Saved data entries:
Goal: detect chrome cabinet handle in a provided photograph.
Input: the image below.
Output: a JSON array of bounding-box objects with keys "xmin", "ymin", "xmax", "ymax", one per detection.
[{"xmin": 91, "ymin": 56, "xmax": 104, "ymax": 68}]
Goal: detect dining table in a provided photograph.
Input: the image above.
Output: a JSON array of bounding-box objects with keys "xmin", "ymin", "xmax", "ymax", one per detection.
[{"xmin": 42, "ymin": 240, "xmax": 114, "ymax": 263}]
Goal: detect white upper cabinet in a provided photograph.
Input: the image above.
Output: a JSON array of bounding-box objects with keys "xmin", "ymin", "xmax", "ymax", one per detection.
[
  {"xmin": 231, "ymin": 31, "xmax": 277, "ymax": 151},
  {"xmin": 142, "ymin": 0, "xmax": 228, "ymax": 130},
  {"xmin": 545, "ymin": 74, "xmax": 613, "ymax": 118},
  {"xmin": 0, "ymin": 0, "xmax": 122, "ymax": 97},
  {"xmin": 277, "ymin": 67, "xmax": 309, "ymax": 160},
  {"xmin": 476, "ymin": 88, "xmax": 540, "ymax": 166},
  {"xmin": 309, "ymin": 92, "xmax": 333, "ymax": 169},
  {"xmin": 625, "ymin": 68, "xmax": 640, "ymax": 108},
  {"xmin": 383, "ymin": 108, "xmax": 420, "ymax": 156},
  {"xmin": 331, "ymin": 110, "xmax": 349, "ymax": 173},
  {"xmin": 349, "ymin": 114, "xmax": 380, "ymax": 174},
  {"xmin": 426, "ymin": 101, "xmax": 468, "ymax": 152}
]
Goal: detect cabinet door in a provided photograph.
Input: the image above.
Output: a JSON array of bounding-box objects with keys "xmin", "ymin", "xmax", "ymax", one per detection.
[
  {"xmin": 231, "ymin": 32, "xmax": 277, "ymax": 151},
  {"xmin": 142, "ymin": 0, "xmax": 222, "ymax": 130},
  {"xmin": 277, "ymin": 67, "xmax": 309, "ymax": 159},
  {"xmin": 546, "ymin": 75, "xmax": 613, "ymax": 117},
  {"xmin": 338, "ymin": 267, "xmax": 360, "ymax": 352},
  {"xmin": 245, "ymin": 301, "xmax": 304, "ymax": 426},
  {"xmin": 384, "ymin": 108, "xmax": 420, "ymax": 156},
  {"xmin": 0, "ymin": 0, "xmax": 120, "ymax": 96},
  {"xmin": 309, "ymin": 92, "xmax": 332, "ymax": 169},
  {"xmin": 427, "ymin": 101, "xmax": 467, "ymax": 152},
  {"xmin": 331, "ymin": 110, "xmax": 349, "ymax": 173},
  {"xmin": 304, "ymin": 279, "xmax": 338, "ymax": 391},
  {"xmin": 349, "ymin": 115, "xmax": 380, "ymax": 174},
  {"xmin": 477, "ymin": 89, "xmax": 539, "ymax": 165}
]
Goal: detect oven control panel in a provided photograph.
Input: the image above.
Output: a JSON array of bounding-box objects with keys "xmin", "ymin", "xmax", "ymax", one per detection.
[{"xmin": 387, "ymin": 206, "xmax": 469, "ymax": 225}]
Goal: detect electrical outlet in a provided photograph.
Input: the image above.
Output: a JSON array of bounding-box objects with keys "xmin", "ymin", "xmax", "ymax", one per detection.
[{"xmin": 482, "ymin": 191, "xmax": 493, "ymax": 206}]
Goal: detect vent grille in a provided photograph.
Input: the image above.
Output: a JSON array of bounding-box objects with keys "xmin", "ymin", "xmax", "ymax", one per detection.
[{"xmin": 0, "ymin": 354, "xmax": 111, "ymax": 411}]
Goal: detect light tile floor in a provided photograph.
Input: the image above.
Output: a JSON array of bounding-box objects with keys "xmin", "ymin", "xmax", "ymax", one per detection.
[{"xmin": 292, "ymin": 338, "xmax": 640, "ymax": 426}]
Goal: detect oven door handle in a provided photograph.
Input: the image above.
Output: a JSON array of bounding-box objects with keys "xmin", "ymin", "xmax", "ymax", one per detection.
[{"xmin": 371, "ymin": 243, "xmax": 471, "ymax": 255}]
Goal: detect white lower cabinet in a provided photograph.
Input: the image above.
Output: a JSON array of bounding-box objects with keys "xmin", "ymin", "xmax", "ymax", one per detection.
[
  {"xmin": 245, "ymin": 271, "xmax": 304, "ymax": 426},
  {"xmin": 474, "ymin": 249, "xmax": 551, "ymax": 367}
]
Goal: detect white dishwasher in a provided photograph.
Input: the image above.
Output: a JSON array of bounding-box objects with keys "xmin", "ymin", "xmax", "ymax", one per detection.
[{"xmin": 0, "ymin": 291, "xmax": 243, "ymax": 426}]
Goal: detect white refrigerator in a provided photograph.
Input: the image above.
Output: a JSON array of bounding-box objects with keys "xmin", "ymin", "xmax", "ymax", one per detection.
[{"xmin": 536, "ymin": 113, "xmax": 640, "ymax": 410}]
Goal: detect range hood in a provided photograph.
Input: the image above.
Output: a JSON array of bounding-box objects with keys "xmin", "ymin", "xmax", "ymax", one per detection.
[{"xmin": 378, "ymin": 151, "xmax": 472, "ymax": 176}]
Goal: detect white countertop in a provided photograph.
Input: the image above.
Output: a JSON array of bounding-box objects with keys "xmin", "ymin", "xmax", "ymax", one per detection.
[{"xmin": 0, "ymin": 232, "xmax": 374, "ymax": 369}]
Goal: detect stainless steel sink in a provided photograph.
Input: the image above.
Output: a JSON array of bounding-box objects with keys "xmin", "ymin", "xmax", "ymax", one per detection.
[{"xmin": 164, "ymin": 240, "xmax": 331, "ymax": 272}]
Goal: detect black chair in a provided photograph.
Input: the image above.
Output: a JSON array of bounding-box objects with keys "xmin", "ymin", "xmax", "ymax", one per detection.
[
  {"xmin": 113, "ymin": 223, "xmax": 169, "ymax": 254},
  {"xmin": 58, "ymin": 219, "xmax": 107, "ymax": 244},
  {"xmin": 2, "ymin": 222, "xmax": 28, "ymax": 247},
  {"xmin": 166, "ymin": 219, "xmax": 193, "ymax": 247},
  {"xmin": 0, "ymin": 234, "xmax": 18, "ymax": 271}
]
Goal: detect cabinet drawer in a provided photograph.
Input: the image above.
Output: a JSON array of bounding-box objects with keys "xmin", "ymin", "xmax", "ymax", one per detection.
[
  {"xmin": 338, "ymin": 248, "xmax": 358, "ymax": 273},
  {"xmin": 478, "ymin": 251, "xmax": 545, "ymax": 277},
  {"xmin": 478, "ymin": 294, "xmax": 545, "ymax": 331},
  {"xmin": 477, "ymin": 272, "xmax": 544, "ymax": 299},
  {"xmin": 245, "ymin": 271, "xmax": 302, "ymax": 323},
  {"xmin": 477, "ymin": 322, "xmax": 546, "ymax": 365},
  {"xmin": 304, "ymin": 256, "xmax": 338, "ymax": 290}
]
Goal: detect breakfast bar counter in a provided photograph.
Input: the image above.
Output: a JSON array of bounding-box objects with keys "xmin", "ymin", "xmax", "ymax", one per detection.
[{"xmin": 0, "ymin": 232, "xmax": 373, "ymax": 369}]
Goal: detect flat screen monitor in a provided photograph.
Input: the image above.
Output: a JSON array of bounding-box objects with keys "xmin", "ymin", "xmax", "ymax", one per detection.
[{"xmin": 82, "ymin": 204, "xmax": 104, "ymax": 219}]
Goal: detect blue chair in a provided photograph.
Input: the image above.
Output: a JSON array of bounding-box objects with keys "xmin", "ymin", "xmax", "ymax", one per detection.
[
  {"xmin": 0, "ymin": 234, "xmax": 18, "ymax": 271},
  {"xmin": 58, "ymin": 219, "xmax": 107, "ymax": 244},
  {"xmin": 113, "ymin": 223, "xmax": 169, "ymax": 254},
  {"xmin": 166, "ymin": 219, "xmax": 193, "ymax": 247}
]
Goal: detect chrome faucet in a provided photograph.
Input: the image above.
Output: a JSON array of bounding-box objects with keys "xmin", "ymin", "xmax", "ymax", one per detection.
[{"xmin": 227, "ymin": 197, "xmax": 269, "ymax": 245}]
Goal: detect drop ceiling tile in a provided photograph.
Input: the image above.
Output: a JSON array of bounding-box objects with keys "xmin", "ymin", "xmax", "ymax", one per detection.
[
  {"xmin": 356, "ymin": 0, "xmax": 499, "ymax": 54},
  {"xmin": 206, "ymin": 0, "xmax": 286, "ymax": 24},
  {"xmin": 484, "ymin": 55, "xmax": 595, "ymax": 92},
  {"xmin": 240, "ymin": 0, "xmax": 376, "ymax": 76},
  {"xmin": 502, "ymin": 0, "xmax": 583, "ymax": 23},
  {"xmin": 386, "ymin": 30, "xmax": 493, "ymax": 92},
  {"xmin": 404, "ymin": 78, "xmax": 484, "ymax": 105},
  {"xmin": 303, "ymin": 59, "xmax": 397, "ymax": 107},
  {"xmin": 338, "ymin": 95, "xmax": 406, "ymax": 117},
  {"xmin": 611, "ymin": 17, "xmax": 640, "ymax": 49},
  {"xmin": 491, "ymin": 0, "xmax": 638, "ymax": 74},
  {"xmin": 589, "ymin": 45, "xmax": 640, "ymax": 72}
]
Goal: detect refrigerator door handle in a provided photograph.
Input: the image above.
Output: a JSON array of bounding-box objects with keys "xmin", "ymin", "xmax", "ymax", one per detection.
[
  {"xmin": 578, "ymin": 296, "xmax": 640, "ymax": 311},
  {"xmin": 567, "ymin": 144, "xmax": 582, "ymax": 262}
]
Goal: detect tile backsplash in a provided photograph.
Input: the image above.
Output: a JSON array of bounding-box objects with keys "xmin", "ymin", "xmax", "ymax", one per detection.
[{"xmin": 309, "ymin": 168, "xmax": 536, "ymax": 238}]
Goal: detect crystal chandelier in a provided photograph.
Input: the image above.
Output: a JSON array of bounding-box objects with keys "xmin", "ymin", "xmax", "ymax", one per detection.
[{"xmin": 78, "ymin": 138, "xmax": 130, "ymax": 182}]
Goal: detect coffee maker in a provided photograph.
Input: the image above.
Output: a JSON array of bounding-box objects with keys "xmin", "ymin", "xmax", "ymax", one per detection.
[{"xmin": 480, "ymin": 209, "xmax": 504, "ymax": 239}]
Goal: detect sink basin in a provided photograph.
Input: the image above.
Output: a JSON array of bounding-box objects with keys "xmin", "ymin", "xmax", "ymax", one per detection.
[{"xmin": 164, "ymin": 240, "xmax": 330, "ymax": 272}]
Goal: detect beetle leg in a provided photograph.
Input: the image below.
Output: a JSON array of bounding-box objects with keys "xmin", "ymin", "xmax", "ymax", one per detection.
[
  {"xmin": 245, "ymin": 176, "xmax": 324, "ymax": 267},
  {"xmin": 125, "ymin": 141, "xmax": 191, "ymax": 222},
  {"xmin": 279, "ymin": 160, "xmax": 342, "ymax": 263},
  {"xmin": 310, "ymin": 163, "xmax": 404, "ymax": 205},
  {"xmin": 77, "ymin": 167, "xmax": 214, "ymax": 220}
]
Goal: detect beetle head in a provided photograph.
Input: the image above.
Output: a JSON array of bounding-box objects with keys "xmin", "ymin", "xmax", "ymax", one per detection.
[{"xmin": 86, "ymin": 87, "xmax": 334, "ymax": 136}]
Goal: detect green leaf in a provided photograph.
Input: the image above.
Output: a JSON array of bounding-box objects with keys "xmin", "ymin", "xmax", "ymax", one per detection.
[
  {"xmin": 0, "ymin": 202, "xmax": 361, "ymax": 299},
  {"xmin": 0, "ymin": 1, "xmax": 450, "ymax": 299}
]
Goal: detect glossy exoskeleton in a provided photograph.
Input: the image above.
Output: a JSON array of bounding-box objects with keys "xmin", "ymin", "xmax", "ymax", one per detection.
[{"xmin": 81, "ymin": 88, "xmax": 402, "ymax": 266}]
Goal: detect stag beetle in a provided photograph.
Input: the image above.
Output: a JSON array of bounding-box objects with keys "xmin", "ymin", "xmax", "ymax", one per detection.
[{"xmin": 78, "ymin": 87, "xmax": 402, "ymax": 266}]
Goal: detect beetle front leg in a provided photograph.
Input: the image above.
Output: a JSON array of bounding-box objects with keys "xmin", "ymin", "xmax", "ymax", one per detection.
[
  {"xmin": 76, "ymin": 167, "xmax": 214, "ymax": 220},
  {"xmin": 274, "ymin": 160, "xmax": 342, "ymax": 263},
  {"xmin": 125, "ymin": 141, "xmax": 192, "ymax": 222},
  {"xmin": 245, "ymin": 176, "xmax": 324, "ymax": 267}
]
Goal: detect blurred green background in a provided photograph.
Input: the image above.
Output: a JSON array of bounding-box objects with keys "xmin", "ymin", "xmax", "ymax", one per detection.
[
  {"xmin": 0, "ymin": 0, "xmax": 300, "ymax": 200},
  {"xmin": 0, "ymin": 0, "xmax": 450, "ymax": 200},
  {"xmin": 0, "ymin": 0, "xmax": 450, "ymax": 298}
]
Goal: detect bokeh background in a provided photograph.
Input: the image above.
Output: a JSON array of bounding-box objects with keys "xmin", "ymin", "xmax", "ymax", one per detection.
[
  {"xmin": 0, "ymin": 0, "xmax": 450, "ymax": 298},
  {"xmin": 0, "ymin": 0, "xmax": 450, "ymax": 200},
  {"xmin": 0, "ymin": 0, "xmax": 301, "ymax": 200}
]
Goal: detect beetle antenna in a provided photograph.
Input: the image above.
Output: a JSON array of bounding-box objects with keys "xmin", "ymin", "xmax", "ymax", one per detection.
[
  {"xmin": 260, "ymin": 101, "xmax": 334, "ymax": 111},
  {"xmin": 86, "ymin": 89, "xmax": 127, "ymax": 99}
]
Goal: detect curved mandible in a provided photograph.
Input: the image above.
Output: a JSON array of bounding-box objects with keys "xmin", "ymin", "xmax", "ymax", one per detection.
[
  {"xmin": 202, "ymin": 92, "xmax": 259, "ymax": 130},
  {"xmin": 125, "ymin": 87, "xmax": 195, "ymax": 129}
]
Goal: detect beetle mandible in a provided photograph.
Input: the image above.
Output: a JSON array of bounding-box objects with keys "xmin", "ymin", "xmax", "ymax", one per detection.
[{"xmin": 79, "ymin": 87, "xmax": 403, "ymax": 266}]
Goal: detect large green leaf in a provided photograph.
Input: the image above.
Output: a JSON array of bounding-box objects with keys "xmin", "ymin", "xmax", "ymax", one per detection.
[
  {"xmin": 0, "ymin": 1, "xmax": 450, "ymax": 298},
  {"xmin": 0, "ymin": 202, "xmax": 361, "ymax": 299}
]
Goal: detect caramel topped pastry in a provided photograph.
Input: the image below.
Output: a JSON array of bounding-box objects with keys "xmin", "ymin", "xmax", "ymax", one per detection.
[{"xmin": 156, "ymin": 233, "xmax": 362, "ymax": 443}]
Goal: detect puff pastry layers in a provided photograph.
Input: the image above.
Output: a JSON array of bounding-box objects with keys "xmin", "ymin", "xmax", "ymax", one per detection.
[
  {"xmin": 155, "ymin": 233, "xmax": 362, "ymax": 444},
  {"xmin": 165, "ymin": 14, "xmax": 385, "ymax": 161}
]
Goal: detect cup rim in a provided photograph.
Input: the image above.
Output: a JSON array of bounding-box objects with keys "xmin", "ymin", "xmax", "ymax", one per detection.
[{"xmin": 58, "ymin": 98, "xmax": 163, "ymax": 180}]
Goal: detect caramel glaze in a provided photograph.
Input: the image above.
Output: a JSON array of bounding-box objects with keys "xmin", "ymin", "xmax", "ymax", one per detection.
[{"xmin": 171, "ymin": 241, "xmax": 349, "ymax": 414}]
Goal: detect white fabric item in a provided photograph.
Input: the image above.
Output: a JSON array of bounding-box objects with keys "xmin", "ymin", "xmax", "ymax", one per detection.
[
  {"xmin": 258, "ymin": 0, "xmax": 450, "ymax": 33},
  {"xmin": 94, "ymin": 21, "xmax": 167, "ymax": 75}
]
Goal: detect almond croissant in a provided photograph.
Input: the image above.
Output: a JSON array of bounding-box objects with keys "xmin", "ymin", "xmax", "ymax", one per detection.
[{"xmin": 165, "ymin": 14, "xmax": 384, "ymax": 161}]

- TASK:
Everything from the line containing "Goal: detect puff" through the last line of the records must be given again exactly; leave out all other lines.

- EXERCISE SOLUTION:
Goal: detect puff pastry layers in a provided photograph.
Input: the image above.
Output: a JSON array of bounding-box objects with keys "xmin", "ymin", "xmax", "ymax", one per detection.
[
  {"xmin": 155, "ymin": 233, "xmax": 362, "ymax": 444},
  {"xmin": 165, "ymin": 14, "xmax": 385, "ymax": 161}
]
Goal: detect cup rim in a provided photograph.
Input: the image above.
Output: a JSON array of bounding-box objects with keys "xmin", "ymin", "xmax", "ymax", one per detection.
[{"xmin": 58, "ymin": 98, "xmax": 163, "ymax": 180}]
Goal: detect caramel glaze in a provided photograph.
Input: the image above.
Output: a JSON array of bounding-box objects with keys "xmin", "ymin", "xmax", "ymax", one per detection.
[{"xmin": 171, "ymin": 241, "xmax": 349, "ymax": 414}]
Goal: detect white fabric item in a provided photograph.
Input: the image above.
Output: a JSON array of bounding-box objects with keys "xmin", "ymin", "xmax", "ymax", one per detection.
[
  {"xmin": 258, "ymin": 0, "xmax": 450, "ymax": 33},
  {"xmin": 94, "ymin": 21, "xmax": 167, "ymax": 75}
]
Goal: detect almond croissant in a provided photograph.
Input: the image above.
Output: a JSON array of bounding-box objects with keys "xmin", "ymin", "xmax", "ymax", one per detection.
[{"xmin": 165, "ymin": 14, "xmax": 384, "ymax": 161}]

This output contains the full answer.